## BEGIN DOCUMENT TEXT
158 In the middle of 1992, Mr Cormack instructed Mr Rawnsley to meet competitors' prices, or if necessary, to just beat those prices by the smallest margins; and although Mr Rawnsley should not try to lead the market price down, if he had to drop his prices to win business, he should do this by pricing only slightly below a competitor (C 4, par 6.19).
159 Mr Vella was then instructed by Mr Cormack and Mr Rawnsley that BBM had to increase its market share and production volume in Victoria. Mr Vella was instructed "not to lose a block job to Pioneer". Mr Vella's evidence was that in the period 1993 - 1996, Pioneer was BBM's "major competitor" in Victoria in respect of block, and that there had "always been a lot of competitive rivalry between the two companies" (C 13, par 76).
160 BBM's strategy did achieve an increase in its market share to more than 30 per cent by December 1993 and this was maintained through to 1996, at the end of the relevant period (G 36). The evidence of Mr Cormack and of Mr Rawnsley was that BBM's share during the relevant period was around 35 per cent (T pp 568, 726).
161 In August 1992, Mr Cormack instructed Mr Rawnsley to "knock off C & M at any price" (G 523 - 008).
162 Although BBM saw Pioneer, rather than C & M, as "the enemy", in February 1993 BBM viewed C & M "as a major frightening threat" (T p 726). At that time, Mr Rawnsley, anticipating C & M's start-up at Campbellfield in April 1993, was "targeting" C & M (T p 790) and informed Mr Cormack that "[t]he [price] war is on from 1/4 [1st April 1993]" (G 542).
163 In late 1993, a major price war in block in Victoria developed between BBM, Pioneer Rocla and Budget. The causes were Rocla's quotation on the Eastland Project, the distribution of Pioneer's October 1993 price list, and the entry of C & M into the market (C 5, pars 112 - 113).
164 In 1993 - 1994, BBM believed that there was excess capacity in the industry and too many players; so that it was essential that there be a rationalisation of the market, which should lead to the exit of players such as Budget and C & M, whose access to financial resources was less than that of BBM, Pioneer and Rocla; and the return of "stability" to the market (T p 764).
165 In BBM's Strategic Business Plan - Review and Update for 1993/4 (prepared in October 1993) (G 569), it was noted that the Victorian market had "recovered strongly"; that its market share was "estimated at 35 per cent and growing"; that BBM's volumes had been driven by price and perceived service and there was now evidence that this strategy was bearing fruit; that the volume projected for 1993 was a 40 per cent increase on 1992; and that the advent of C & M -
"... initially drove prices down but it is now strongly rumoured ... that [C & M] is in severe financial difficulty .... Budget are known to be in a similar position [and] ... Rocla ... and Pioneer ... are known to be reeling from our assault on the market... This market is now being heavily targeted with good results".
166 The Review further stated:
"We must avoid at all costs the possibility of one or both of the plants being acquired by a new operator which would guarantee a return to the merry go round of pricing. A good level of profitability and volume is possible with 3 operators in the Melbourne market but beyond this number chaos is inevitable."
167 In its summary, the Review stated that BBM was well placed to take advantage of a growing market and to become profitable (potential ROAA 26%+) "when stability returns to the Melbourne market".
## END DOCUMENT TEXT
## BEGIN RAW DATA
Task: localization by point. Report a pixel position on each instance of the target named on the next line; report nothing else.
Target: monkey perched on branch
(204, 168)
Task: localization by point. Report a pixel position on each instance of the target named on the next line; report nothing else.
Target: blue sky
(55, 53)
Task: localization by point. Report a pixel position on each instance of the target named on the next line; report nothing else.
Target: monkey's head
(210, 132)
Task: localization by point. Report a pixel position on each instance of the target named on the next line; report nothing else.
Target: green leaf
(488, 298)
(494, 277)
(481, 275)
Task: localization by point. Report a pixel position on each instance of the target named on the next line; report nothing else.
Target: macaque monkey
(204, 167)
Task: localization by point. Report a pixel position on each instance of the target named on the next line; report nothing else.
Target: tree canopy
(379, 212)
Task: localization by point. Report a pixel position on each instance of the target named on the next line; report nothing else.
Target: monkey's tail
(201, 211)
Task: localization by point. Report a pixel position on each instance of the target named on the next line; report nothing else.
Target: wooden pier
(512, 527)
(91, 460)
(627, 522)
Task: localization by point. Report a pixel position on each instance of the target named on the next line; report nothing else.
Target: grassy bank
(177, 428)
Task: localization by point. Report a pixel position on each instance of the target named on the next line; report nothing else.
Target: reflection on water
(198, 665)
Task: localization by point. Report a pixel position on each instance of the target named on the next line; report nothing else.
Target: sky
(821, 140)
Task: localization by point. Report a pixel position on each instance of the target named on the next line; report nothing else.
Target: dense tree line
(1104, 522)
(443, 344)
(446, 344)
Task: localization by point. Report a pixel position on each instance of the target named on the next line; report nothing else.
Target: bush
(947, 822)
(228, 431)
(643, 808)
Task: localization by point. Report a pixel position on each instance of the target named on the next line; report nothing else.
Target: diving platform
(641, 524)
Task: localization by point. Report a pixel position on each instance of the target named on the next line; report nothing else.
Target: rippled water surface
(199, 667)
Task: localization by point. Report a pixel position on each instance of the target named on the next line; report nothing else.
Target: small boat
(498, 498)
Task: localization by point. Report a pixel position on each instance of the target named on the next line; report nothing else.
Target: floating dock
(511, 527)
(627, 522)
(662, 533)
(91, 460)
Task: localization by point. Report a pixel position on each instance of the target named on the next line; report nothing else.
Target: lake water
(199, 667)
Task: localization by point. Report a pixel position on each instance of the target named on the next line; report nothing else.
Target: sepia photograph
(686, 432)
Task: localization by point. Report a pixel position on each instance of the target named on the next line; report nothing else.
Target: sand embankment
## END RAW DATA
TASK SET
[A] Restate the part of the excerpt on BBM's pricing strategy that opens with the words "159 Mr Vella" and closes with "523 - 008).", changing "market share" to "share of the market" wherever it occurs.
[B] Extract each line of the listing that contains the string "tree", matching case exactly.

TASK-BY-TASK RESULTS
[A]
159 Mr Vella was then instructed by Mr Cormack and Mr Rawnsley that BBM had to increase its share of the market and production volume in Victoria. Mr Vella was instructed "not to lose a block job to Pioneer". Mr Vella's evidence was that in the period 1993 - 1996, Pioneer was BBM's "major competitor" in Victoria in respect of block, and that there had "always been a lot of competitive rivalry between the two companies" (C 13, par 76).
160 BBM's strategy did achieve an increase in its share of the market to more than 30 per cent by December 1993 and this was maintained through to 1996, at the end of the relevant period (G 36). The evidence of Mr Cormack and of Mr Rawnsley was that BBM's share during the relevant period was around 35 per cent (T pp 568, 726).
161 In August 1992, Mr Cormack instructed Mr Rawnsley to "knock off C & M at any price" (G 523 - 008).

[B]
Target: tree canopy
Target: dense tree line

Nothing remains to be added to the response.